• **WHAT YOU NEED TO DO**: Go through the records below and show every line with the string "white".

Items from a data source
=====

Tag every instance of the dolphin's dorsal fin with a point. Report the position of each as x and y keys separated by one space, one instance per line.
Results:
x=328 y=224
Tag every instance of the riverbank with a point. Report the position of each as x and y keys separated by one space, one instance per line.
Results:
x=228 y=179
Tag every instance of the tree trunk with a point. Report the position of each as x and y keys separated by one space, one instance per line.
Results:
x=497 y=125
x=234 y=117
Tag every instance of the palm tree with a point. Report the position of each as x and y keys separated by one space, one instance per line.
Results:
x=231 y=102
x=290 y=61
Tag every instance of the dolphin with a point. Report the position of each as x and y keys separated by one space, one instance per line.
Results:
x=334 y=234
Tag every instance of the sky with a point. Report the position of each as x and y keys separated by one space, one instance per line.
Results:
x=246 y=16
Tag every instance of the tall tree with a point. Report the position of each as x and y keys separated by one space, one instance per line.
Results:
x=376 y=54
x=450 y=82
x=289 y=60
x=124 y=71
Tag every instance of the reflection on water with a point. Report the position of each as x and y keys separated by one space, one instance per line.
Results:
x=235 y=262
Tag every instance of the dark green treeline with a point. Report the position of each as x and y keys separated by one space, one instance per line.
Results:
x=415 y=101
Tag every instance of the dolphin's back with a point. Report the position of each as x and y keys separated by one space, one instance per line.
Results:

=====

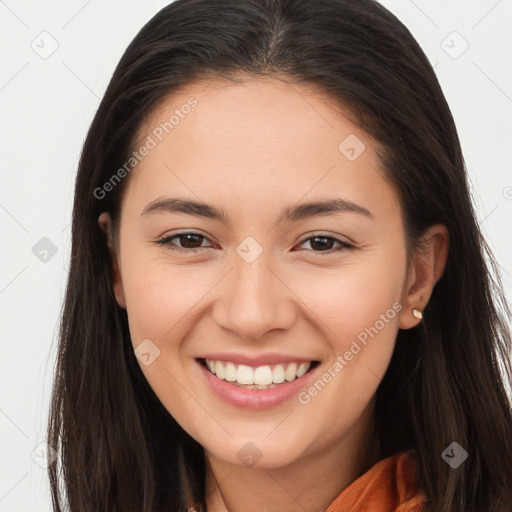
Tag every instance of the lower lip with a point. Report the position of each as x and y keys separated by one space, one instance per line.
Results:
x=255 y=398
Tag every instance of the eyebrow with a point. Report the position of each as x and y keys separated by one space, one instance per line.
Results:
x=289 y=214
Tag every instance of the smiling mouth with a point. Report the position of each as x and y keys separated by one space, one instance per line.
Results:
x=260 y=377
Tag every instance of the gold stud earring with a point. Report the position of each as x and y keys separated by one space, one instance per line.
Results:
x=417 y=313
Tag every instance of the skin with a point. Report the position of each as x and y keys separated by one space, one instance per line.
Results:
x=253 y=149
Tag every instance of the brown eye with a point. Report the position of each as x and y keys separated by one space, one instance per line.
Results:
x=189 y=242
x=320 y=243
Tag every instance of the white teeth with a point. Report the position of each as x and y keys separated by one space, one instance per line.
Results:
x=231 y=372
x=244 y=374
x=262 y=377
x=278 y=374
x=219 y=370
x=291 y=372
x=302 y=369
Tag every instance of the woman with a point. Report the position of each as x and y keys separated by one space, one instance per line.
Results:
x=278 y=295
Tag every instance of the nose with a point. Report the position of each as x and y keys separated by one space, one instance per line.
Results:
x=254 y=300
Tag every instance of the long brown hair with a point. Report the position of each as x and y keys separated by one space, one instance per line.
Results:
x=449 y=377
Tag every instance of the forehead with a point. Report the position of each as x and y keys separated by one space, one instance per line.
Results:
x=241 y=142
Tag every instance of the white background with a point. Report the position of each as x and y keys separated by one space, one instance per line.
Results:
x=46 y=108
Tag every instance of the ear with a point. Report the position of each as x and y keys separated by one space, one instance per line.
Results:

=====

• **OUTPUT FOR THIS EXERCISE**:
Tag every instance of the white teeth with a point. Report the position of each as x and y keys separated by one space, one instance per line.
Tag every instance of the white background with a point. Report the position of each as x and y keys separated by one space, one instance per line.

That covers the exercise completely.